## 取り組む課題
以下のすべての行を編集し、「outline」を「contour」に置き換えよ。ほかの部分はそのまま残すこと。
***
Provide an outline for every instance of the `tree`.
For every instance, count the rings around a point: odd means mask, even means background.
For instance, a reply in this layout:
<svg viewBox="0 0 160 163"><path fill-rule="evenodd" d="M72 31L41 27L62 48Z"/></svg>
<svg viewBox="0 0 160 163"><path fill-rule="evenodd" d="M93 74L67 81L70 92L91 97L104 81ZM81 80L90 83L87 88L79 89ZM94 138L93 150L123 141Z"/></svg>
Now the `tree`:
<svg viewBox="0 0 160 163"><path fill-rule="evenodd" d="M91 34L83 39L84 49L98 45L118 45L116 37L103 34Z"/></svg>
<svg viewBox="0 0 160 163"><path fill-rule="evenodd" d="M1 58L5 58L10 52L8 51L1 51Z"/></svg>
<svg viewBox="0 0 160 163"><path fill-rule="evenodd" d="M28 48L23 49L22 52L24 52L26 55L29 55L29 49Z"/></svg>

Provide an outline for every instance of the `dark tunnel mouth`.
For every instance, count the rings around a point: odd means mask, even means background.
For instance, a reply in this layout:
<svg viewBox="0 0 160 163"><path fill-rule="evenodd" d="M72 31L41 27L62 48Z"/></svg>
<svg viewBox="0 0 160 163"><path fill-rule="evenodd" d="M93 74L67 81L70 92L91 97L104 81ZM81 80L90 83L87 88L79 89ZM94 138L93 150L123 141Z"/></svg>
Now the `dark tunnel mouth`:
***
## この練習の解答
Provide an contour for every instance of the `tree`.
For every instance, count the rings around a point: odd means mask, even means background.
For instance, a reply in this layout:
<svg viewBox="0 0 160 163"><path fill-rule="evenodd" d="M72 31L41 27L62 48Z"/></svg>
<svg viewBox="0 0 160 163"><path fill-rule="evenodd" d="M93 74L67 81L70 92L91 97L104 81ZM81 80L90 83L87 88L79 89ZM94 138L93 150L123 141Z"/></svg>
Now the `tree`:
<svg viewBox="0 0 160 163"><path fill-rule="evenodd" d="M91 34L83 39L84 49L98 45L118 45L116 37L103 34Z"/></svg>
<svg viewBox="0 0 160 163"><path fill-rule="evenodd" d="M1 58L5 58L10 52L8 51L1 51Z"/></svg>
<svg viewBox="0 0 160 163"><path fill-rule="evenodd" d="M28 48L23 49L22 52L24 52L26 55L29 55L29 49Z"/></svg>

Provide an contour for every instance of the `dark tunnel mouth`.
For every instance, count the rings around a point: odd means mask, even means background.
For instance, a reply in this layout:
<svg viewBox="0 0 160 163"><path fill-rule="evenodd" d="M72 31L41 27L62 48Z"/></svg>
<svg viewBox="0 0 160 163"><path fill-rule="evenodd" d="M93 74L67 81L70 92L91 97L104 81ZM81 80L90 83L87 88L79 89ZM94 138L93 150L123 141Z"/></svg>
Now the `dark tunnel mouth`:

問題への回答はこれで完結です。